Stored entries:
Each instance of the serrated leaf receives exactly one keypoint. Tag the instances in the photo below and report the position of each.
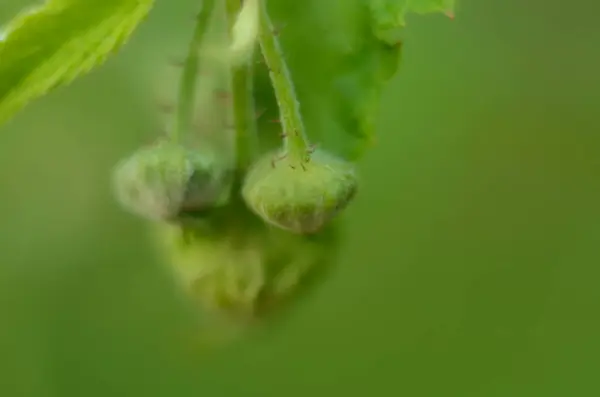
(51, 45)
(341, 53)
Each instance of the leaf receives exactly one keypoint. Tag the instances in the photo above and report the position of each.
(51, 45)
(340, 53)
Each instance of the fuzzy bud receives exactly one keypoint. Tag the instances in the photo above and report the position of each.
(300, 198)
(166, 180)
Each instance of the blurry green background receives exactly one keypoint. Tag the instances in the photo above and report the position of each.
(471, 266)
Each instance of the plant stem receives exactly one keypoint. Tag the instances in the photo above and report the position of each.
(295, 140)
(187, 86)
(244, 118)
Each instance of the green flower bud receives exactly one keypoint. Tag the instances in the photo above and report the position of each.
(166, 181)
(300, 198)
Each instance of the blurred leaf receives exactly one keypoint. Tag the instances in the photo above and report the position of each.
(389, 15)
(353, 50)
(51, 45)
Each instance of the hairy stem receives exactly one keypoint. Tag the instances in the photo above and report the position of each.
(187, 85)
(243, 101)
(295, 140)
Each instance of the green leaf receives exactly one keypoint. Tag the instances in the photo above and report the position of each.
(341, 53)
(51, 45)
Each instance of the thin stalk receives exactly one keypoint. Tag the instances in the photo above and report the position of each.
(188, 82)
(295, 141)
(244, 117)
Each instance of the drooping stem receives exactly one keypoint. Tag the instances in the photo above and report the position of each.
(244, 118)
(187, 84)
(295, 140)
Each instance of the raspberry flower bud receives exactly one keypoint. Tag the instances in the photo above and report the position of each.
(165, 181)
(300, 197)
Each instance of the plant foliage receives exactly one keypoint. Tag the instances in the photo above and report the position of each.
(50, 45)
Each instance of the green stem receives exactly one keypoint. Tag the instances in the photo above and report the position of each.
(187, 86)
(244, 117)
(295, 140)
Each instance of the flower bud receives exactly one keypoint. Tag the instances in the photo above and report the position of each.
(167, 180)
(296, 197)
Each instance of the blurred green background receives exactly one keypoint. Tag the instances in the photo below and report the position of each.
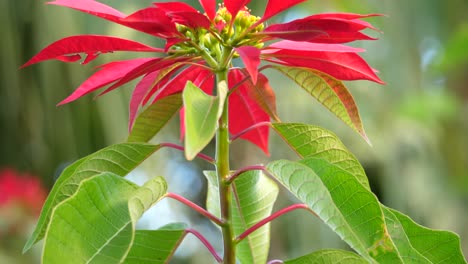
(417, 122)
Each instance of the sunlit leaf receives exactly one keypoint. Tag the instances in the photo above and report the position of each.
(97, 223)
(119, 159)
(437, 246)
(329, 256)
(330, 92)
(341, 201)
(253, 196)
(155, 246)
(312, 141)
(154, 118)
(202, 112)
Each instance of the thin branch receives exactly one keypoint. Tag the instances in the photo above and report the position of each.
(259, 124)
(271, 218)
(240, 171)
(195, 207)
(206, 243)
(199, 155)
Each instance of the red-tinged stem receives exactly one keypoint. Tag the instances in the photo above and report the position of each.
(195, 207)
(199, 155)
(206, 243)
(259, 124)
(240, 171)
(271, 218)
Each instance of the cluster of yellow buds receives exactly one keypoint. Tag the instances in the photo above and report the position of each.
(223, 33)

==

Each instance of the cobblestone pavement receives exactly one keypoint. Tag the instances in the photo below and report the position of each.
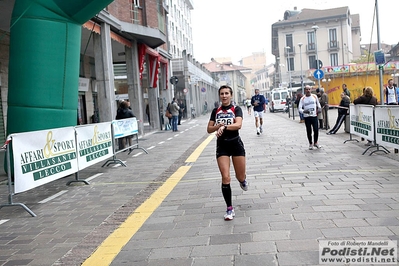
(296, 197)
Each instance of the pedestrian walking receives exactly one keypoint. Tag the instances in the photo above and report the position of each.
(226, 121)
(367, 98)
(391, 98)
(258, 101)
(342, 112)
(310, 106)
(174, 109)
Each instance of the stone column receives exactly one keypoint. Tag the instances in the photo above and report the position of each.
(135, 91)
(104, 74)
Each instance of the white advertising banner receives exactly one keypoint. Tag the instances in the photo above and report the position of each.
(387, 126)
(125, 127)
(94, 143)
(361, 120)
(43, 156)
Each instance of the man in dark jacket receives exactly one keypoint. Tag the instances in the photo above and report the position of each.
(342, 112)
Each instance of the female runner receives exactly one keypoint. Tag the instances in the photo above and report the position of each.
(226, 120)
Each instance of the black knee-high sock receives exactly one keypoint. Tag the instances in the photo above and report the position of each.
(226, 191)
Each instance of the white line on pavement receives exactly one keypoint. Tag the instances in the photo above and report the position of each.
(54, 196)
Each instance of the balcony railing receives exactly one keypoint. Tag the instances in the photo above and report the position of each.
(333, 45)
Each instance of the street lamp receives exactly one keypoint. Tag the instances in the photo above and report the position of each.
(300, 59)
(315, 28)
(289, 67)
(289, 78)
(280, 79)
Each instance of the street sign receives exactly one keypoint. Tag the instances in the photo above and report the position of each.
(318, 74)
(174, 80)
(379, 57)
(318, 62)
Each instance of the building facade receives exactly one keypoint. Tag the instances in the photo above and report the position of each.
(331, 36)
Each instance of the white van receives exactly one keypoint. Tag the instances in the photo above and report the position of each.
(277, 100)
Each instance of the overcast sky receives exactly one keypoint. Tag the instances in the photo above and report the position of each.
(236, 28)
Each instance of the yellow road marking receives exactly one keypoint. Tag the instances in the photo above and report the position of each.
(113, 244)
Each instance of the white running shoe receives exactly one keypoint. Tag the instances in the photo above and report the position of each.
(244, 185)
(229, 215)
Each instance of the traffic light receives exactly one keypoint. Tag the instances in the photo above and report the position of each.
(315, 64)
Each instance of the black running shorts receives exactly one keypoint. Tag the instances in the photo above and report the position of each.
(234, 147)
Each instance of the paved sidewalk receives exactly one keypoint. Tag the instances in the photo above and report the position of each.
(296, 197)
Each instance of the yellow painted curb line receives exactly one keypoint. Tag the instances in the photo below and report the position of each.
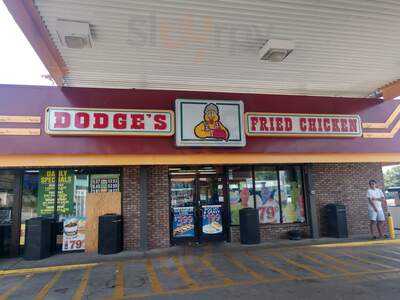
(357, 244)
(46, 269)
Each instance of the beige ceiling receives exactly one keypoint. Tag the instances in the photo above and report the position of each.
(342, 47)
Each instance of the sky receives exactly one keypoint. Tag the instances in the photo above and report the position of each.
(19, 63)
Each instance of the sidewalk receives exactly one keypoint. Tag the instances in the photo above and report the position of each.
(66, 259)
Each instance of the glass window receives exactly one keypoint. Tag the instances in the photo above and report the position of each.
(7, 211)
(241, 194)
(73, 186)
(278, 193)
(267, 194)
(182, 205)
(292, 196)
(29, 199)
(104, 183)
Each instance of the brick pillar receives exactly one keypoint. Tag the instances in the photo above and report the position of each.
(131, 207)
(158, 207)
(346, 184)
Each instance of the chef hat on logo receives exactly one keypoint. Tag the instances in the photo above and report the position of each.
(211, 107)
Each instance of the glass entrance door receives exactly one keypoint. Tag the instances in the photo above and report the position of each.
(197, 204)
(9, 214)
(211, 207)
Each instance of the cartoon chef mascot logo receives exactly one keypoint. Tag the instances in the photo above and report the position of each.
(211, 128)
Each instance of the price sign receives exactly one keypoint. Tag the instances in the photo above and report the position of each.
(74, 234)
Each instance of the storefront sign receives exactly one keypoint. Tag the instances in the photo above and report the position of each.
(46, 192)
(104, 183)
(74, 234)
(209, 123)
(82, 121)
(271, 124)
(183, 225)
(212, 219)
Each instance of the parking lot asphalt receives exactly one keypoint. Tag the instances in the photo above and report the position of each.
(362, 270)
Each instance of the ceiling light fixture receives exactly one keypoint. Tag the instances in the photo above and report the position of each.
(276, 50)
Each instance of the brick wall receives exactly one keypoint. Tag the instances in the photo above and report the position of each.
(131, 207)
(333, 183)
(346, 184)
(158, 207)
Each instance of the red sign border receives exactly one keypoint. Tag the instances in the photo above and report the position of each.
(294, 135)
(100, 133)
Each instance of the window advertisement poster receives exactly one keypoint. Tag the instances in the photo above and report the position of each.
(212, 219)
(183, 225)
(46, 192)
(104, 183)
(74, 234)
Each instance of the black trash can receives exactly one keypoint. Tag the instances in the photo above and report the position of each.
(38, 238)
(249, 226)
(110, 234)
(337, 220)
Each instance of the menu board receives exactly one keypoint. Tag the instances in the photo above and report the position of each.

--

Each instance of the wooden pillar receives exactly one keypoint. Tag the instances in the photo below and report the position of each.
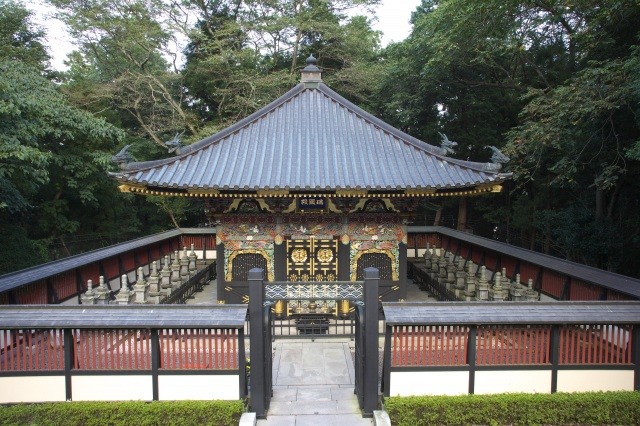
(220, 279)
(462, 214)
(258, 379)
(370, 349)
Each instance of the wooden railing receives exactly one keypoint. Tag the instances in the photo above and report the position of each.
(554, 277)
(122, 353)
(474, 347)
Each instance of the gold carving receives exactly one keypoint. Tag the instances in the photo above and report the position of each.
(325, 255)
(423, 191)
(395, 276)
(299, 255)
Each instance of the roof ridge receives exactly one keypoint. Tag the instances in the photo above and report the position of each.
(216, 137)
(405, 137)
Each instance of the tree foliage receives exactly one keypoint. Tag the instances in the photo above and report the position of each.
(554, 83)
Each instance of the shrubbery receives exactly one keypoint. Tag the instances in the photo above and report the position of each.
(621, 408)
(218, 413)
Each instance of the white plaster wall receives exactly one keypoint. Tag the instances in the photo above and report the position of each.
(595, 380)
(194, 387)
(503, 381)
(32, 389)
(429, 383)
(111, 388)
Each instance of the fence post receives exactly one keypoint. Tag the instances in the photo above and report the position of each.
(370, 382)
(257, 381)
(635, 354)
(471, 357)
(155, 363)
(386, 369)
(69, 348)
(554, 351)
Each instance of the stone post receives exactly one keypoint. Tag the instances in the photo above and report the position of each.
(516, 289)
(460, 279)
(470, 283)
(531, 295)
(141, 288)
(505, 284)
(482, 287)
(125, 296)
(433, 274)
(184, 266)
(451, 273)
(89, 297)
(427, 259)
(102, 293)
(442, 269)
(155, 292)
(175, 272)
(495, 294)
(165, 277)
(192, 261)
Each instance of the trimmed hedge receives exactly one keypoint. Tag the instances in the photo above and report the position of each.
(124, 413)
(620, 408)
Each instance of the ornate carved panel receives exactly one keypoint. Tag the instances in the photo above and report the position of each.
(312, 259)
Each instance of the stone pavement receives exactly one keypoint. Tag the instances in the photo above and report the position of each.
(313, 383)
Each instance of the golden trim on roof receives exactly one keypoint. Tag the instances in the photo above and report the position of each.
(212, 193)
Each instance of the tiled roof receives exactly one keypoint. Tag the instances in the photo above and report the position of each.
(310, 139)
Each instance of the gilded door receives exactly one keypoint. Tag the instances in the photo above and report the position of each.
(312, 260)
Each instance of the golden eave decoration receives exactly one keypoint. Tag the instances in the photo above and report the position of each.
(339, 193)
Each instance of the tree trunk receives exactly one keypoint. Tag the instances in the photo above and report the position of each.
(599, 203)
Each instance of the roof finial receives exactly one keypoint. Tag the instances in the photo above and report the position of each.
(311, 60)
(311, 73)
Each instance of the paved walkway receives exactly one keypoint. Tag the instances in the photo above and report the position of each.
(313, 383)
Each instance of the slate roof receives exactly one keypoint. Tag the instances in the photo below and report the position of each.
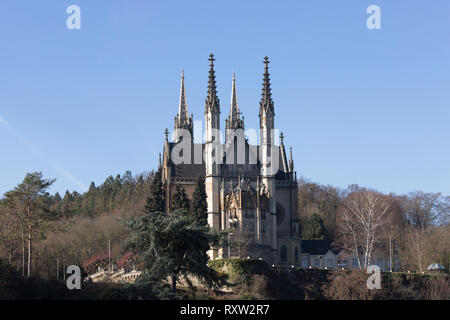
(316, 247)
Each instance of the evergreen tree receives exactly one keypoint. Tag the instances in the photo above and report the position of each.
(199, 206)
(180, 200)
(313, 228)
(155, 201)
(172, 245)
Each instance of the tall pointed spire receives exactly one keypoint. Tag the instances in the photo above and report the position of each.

**Exercise goal:** Look above for the line with "Each instance of the stone pavement" and the line with "Each instance of the tall"; set down those two lines and all lines between them exactly, without pictures and without anything else.

**Task output:**
Each instance of the stone pavement receives exactly one keypoint. Tag the instances in the photo above and report the position of each.
(313, 383)
Each instance of the golden trim on roof receives exactly one keypoint. Tag the instances in the photo above and report the position of each.
(212, 193)
Each instance of the tiled roof receives exactly one keypoint. Tag the instances in the photo above and report the position of each.
(310, 139)
Each instance of the gilded door receives exactly one keypoint. Tag the instances in the photo above and report the position of each.
(312, 260)
Each instance of the golden eave decoration receives exactly one keypoint. Tag the instances in the photo above and report the position of each.
(339, 193)
Each instance of the tree trunk receives exactly one keypoint. Tag the instances in the photo above and report the position of each.
(599, 203)
Each instance of the roof finial receives exactly one keypoint. Tag the instances in the photo above and report the position of each.
(311, 60)
(311, 73)
Each instance of the paved walkway receives exactly one keypoint. Tag the instances in the photo above and report the position of each.
(313, 383)
Each instance of the slate roof receives exactly one keypoint. Tag the instances in the photo below and report the position of each.
(316, 247)
Each instance of the evergreen tree receives exactly one keypoint. Tag the instances in the photo above and report the position of each.
(199, 206)
(180, 200)
(313, 228)
(155, 201)
(172, 245)
Each instance of the tall pointed spire receives exactly one keypoint. Tag the instances in the photo above and report the position of each.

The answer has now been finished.